═════ DATA ROWS

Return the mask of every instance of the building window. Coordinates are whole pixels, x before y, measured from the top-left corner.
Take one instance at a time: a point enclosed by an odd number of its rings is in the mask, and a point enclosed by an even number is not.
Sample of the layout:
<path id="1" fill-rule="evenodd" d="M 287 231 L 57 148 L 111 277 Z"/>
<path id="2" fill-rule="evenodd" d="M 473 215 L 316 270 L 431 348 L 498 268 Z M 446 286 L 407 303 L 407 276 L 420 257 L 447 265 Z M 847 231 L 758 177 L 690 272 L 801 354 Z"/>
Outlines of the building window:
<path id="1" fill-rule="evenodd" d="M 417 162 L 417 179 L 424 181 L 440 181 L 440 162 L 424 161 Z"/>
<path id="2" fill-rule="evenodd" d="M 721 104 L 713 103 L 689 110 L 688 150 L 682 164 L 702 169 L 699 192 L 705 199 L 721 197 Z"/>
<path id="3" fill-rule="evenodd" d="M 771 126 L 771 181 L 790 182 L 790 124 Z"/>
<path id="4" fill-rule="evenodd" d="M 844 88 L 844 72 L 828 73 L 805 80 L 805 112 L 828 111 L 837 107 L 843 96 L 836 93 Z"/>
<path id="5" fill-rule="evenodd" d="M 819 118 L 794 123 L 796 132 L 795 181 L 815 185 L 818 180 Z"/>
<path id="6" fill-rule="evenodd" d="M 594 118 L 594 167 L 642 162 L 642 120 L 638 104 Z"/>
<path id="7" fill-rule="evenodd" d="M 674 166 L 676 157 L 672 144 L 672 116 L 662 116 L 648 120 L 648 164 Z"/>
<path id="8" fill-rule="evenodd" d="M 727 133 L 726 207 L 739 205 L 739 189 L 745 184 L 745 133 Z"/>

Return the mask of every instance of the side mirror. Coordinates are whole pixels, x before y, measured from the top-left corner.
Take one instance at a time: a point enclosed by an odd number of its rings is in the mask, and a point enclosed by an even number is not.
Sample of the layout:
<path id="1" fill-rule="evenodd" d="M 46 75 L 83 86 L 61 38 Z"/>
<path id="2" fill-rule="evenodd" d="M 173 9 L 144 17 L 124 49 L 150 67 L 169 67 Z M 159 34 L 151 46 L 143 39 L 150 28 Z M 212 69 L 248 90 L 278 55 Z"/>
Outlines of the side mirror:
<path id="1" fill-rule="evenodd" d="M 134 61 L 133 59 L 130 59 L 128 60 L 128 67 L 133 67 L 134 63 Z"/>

══════════

TASK DETAILS >> Format every one of the records above as a two-column CSV with the header input,output. Each record gets one row, with its text and its answer each in a single quoted field and line breaks replaced by spaces.

ANSWER TO THE TASK >>
input,output
"Return the mask of every instance of the building window. Coordinates are whole pixels, x before y, measured from the top-left corner. Take one instance at a time: a point enclosed by an odd number of its rings is in the mask, and a point enclosed by an even number is not. Sample of the layout: <path id=""1"" fill-rule=""evenodd"" d=""M 287 231 L 57 148 L 111 277 Z""/> <path id=""2"" fill-rule=""evenodd"" d=""M 473 215 L 316 270 L 431 348 L 498 268 Z M 446 286 L 407 303 L 407 276 L 420 257 L 447 265 Z M 847 231 L 758 177 L 690 272 L 801 354 Z""/> Outlines of the building window:","<path id=""1"" fill-rule=""evenodd"" d=""M 417 162 L 417 179 L 424 181 L 440 181 L 440 162 L 424 161 Z""/> <path id=""2"" fill-rule=""evenodd"" d=""M 721 104 L 713 103 L 689 110 L 688 150 L 682 164 L 702 169 L 699 192 L 705 199 L 721 197 Z""/> <path id=""3"" fill-rule=""evenodd"" d=""M 771 126 L 771 181 L 790 182 L 790 124 Z""/> <path id=""4"" fill-rule=""evenodd"" d=""M 844 88 L 844 72 L 828 73 L 805 80 L 805 112 L 828 111 L 837 107 L 843 96 L 836 93 Z""/> <path id=""5"" fill-rule=""evenodd"" d=""M 819 118 L 794 123 L 796 132 L 795 181 L 815 185 L 818 180 Z""/> <path id=""6"" fill-rule=""evenodd"" d=""M 594 118 L 594 167 L 642 162 L 642 120 L 638 104 Z""/> <path id=""7"" fill-rule=""evenodd"" d=""M 674 166 L 676 157 L 672 144 L 672 116 L 662 116 L 648 120 L 648 164 Z""/> <path id=""8"" fill-rule=""evenodd"" d=""M 727 133 L 726 207 L 739 205 L 739 189 L 745 184 L 745 133 Z""/>"
"Return the mask of every instance of the side mirror. Coordinates are whole pixels, x before y, measured from the top-left corner. Take one instance at a time: a point enclosed by an odd number of its rings is in the mask, and a point enclosed by an even number is not. Sample of the layout: <path id=""1"" fill-rule=""evenodd"" d=""M 46 75 L 83 86 L 61 38 Z""/> <path id=""2"" fill-rule=""evenodd"" d=""M 173 9 L 144 17 L 124 49 L 150 67 L 169 67 Z M 159 34 L 151 46 L 143 39 L 150 28 Z M 212 69 L 248 90 L 278 55 Z""/> Outlines of the side mirror:","<path id=""1"" fill-rule=""evenodd"" d=""M 134 61 L 133 59 L 130 59 L 128 60 L 128 67 L 133 67 L 134 63 Z""/>"